▶ _Exercise_: Reproduce without any change the lines between the one holding "target: paved roadway" and the one holding "task: trace the outline of every instance of the paved", inclusive.

* start Records shown *

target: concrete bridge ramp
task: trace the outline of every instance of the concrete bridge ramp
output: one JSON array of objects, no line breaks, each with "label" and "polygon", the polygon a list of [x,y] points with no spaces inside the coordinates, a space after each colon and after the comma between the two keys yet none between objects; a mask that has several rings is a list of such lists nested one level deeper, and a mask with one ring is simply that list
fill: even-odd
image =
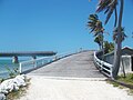
[{"label": "concrete bridge ramp", "polygon": [[20,100],[133,100],[125,90],[106,83],[92,54],[73,54],[28,73],[31,84]]},{"label": "concrete bridge ramp", "polygon": [[105,78],[93,63],[93,51],[85,51],[61,59],[29,74],[69,78]]}]

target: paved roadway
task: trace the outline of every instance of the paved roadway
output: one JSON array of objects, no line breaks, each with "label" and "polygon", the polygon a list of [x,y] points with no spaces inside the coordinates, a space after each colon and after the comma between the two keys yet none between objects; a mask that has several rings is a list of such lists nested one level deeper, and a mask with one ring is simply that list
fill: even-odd
[{"label": "paved roadway", "polygon": [[29,74],[71,78],[104,78],[104,76],[94,67],[93,51],[66,57],[49,66],[34,70]]},{"label": "paved roadway", "polygon": [[31,84],[20,100],[133,100],[124,89],[104,81],[92,54],[78,53],[28,73]]}]

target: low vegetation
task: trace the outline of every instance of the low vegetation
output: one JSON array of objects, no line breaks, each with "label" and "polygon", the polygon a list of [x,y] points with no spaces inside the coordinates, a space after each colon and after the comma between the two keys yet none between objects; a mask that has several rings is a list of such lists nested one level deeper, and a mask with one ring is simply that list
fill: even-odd
[{"label": "low vegetation", "polygon": [[12,91],[7,94],[7,100],[19,100],[20,97],[24,96],[27,93],[27,90],[30,86],[30,79],[27,79],[27,86],[21,87],[18,91]]},{"label": "low vegetation", "polygon": [[133,86],[133,73],[126,73],[126,77],[119,76],[116,80]]}]

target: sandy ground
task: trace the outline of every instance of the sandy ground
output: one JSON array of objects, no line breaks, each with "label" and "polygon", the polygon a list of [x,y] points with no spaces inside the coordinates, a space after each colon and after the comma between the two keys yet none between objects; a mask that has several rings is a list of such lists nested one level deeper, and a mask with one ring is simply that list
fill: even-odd
[{"label": "sandy ground", "polygon": [[29,77],[31,86],[20,100],[133,100],[103,78]]}]

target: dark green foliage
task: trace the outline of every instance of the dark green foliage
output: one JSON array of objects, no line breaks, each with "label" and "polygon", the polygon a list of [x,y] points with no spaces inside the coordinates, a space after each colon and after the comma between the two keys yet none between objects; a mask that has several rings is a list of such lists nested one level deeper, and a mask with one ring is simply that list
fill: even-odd
[{"label": "dark green foliage", "polygon": [[114,43],[104,41],[104,53],[110,53],[114,50]]}]

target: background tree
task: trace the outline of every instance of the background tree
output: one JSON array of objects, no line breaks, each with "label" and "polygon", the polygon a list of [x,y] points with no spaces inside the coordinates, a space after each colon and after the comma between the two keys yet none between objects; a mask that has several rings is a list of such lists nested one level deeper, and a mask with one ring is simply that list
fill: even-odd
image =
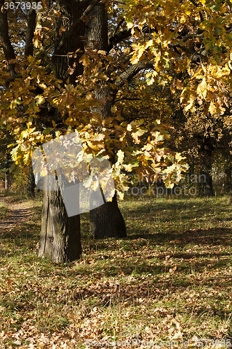
[{"label": "background tree", "polygon": [[[180,178],[185,169],[182,158],[163,147],[167,133],[160,122],[153,120],[148,124],[136,118],[128,124],[115,105],[117,94],[122,98],[121,89],[128,82],[144,70],[155,68],[154,61],[145,59],[134,64],[130,61],[130,52],[136,36],[130,41],[129,38],[135,33],[138,42],[143,43],[152,35],[150,29],[143,29],[139,35],[137,29],[133,32],[126,29],[121,12],[114,2],[42,3],[43,8],[37,10],[37,15],[32,6],[29,10],[22,11],[23,15],[16,9],[10,13],[15,20],[22,21],[24,31],[19,43],[17,28],[15,31],[13,26],[8,26],[10,10],[6,9],[6,2],[0,1],[0,37],[7,62],[2,61],[1,65],[1,119],[16,138],[17,145],[12,151],[16,165],[23,163],[29,166],[36,146],[76,130],[86,156],[106,156],[111,160],[116,191],[121,198],[120,189],[125,179],[121,169],[130,172],[137,166],[138,172],[148,177],[166,165],[167,173],[177,173]],[[37,10],[41,7],[40,3],[36,7]],[[15,54],[10,38],[13,41],[17,38],[16,47],[20,52],[24,48],[24,56]],[[56,183],[57,178],[48,181]],[[170,179],[167,177],[166,181],[168,184]],[[116,196],[107,207],[98,210],[101,214],[93,214],[91,221],[95,236],[125,235],[121,218],[116,228],[117,218],[105,219],[112,211],[115,217],[119,216]],[[77,259],[80,254],[79,216],[68,216],[59,190],[47,191],[39,255],[64,262]]]}]

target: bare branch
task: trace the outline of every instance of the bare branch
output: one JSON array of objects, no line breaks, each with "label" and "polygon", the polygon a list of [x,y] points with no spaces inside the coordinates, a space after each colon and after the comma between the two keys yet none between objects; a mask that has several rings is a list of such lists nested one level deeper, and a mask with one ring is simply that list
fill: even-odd
[{"label": "bare branch", "polygon": [[126,81],[130,80],[135,76],[140,70],[144,69],[154,69],[154,63],[152,61],[144,62],[140,61],[137,64],[130,66],[127,69],[120,75],[121,80],[116,82],[117,88],[121,87]]},{"label": "bare branch", "polygon": [[0,0],[0,38],[6,59],[8,62],[10,73],[13,76],[15,75],[15,64],[9,63],[9,61],[15,59],[15,54],[9,38],[7,12],[4,9],[4,0]]},{"label": "bare branch", "polygon": [[26,35],[25,56],[26,57],[33,55],[33,45],[32,40],[36,29],[36,12],[31,8],[29,13]]}]

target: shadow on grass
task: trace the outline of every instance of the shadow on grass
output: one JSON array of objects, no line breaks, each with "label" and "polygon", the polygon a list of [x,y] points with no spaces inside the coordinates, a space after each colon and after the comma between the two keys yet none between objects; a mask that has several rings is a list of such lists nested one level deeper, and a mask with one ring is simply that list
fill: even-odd
[{"label": "shadow on grass", "polygon": [[192,230],[185,230],[183,232],[173,232],[172,233],[153,234],[130,234],[125,239],[136,240],[144,239],[155,242],[174,243],[176,246],[183,246],[189,244],[203,245],[220,245],[231,246],[231,239],[232,229],[226,228],[215,228],[208,229],[192,229]]}]

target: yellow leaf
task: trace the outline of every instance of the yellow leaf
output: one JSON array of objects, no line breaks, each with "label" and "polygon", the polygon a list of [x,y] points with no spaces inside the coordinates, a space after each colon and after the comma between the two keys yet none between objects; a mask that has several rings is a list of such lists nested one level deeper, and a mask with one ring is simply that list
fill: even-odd
[{"label": "yellow leaf", "polygon": [[196,93],[198,94],[201,94],[204,98],[206,97],[207,95],[207,82],[206,80],[206,77],[204,77],[201,82],[198,85],[196,89]]},{"label": "yellow leaf", "polygon": [[116,112],[116,111],[117,111],[117,107],[116,105],[114,105],[111,107],[111,112],[114,114],[114,113]]},{"label": "yellow leaf", "polygon": [[118,156],[118,161],[117,161],[116,164],[120,165],[120,164],[123,163],[123,158],[124,158],[123,151],[122,151],[121,149],[119,149],[118,151],[117,152],[117,156]]},{"label": "yellow leaf", "polygon": [[210,107],[208,108],[208,111],[210,112],[210,113],[212,115],[214,114],[216,114],[216,112],[217,112],[216,105],[212,102],[212,101],[211,101],[211,102],[210,102]]}]

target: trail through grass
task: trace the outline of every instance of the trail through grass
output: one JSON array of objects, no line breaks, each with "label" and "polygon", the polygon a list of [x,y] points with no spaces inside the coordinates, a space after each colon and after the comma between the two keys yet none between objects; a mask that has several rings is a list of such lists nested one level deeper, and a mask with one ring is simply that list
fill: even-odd
[{"label": "trail through grass", "polygon": [[120,206],[128,237],[93,240],[83,214],[82,260],[70,264],[37,257],[40,200],[1,236],[0,348],[229,346],[229,198]]}]

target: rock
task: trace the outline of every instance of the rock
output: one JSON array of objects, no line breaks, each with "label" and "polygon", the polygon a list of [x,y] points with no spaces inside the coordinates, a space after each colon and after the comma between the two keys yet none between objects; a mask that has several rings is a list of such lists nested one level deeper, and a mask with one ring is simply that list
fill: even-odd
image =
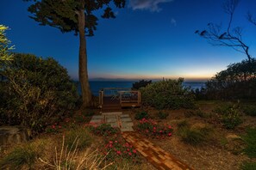
[{"label": "rock", "polygon": [[26,128],[20,126],[0,126],[0,146],[28,142],[29,139]]}]

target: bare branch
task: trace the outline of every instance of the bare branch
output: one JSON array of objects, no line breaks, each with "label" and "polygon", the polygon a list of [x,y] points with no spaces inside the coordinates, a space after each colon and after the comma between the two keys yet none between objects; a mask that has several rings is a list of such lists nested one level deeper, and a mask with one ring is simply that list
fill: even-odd
[{"label": "bare branch", "polygon": [[[222,25],[217,25],[214,23],[209,23],[208,28],[203,31],[196,31],[195,33],[199,34],[201,37],[206,39],[208,42],[213,46],[229,46],[234,50],[244,53],[248,58],[250,61],[252,57],[249,54],[249,46],[246,45],[242,40],[242,28],[240,27],[236,27],[232,29],[233,17],[235,9],[239,3],[240,0],[227,0],[223,3],[224,11],[229,15],[229,21],[227,27],[226,32],[222,31]],[[249,17],[251,16],[251,17]],[[248,15],[248,18],[253,18],[252,15]],[[253,21],[253,20],[252,20]],[[256,21],[255,21],[256,24]]]},{"label": "bare branch", "polygon": [[247,18],[252,24],[256,26],[256,17],[253,16],[250,12],[248,12]]}]

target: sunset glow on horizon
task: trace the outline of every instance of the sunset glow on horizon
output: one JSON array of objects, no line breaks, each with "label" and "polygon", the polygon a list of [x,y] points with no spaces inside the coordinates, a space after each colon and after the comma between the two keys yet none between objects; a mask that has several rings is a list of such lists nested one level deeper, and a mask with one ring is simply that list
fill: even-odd
[{"label": "sunset glow on horizon", "polygon": [[[95,36],[87,38],[89,78],[209,80],[228,64],[246,59],[244,54],[213,46],[194,33],[209,22],[226,27],[228,15],[222,3],[127,1],[124,9],[114,9],[116,19],[99,18]],[[72,79],[78,79],[78,37],[39,26],[28,16],[28,3],[2,0],[0,3],[0,24],[9,27],[6,33],[16,46],[14,52],[53,57]],[[244,28],[243,39],[250,46],[253,57],[256,56],[255,26],[245,15],[255,9],[255,2],[240,1],[232,26]]]}]

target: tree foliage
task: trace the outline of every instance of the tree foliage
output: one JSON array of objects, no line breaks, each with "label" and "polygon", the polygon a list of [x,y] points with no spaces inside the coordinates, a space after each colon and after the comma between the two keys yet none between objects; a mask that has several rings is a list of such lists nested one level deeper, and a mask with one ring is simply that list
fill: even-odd
[{"label": "tree foliage", "polygon": [[[28,11],[30,16],[41,25],[49,25],[62,33],[75,32],[79,35],[79,81],[83,106],[91,104],[91,93],[88,82],[87,52],[85,33],[92,36],[97,29],[98,17],[96,11],[102,11],[103,18],[115,18],[110,6],[123,8],[125,0],[25,0],[33,1]],[[113,3],[114,4],[112,5]]]},{"label": "tree foliage", "polygon": [[144,105],[158,109],[191,108],[194,106],[194,95],[189,88],[184,88],[184,79],[163,80],[140,88]]},{"label": "tree foliage", "polygon": [[[29,0],[27,0],[29,1]],[[30,16],[41,25],[49,25],[60,29],[62,33],[78,30],[78,11],[84,11],[84,29],[87,35],[94,35],[97,29],[98,17],[93,13],[103,9],[103,18],[115,18],[115,14],[109,7],[111,0],[34,0],[28,10],[34,14]],[[114,0],[114,4],[118,8],[123,8],[124,0]]]},{"label": "tree foliage", "polygon": [[208,99],[256,99],[256,59],[229,64],[206,82],[201,93]]},{"label": "tree foliage", "polygon": [[[250,61],[252,56],[249,53],[249,46],[242,39],[242,27],[232,26],[234,15],[239,2],[240,0],[226,0],[223,3],[223,9],[229,16],[226,28],[223,29],[220,24],[209,22],[207,24],[206,29],[203,31],[197,30],[195,33],[206,39],[213,46],[228,46],[242,52],[247,55],[247,59]],[[247,15],[247,19],[250,22],[256,23],[255,18],[250,13]]]},{"label": "tree foliage", "polygon": [[54,59],[15,54],[0,74],[0,124],[22,124],[34,132],[71,112],[78,94],[67,71]]},{"label": "tree foliage", "polygon": [[13,49],[14,46],[9,46],[10,40],[9,40],[5,35],[5,31],[9,27],[3,25],[0,25],[0,62],[11,60],[12,54],[9,51]]}]

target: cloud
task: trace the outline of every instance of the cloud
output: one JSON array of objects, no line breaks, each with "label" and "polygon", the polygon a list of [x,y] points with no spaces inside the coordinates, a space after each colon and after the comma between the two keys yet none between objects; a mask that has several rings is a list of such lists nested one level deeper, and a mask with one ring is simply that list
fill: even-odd
[{"label": "cloud", "polygon": [[159,4],[168,3],[172,0],[130,0],[129,6],[134,9],[146,9],[152,12],[159,12],[161,9]]},{"label": "cloud", "polygon": [[172,25],[174,26],[174,27],[177,26],[177,21],[176,21],[176,20],[175,20],[174,18],[172,18],[172,20],[171,20],[171,23],[172,23]]}]

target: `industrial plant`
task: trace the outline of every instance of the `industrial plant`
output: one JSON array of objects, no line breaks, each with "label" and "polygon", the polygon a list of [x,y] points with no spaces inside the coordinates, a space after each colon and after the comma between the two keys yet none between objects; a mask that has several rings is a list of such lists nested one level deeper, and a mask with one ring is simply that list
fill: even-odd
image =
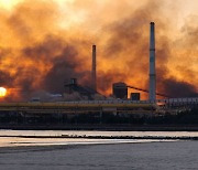
[{"label": "industrial plant", "polygon": [[[97,89],[97,46],[92,45],[91,82],[87,86],[78,84],[76,77],[65,82],[63,95],[53,102],[34,97],[26,103],[0,103],[1,126],[59,124],[108,124],[133,123],[134,117],[155,117],[165,113],[177,114],[189,110],[198,104],[198,98],[168,98],[156,92],[155,71],[155,23],[150,25],[150,73],[148,89],[142,89],[124,82],[112,84],[112,95],[107,97]],[[129,95],[129,88],[135,92]],[[148,93],[141,100],[141,93]],[[162,96],[164,99],[157,99]],[[119,119],[114,119],[119,117]],[[114,119],[114,121],[113,121]],[[9,124],[8,124],[9,123]]]}]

* end Records shown *

▶ _Response for this exercise_:
target: paved roadway
task: trace the outline of every instance of the paved roadway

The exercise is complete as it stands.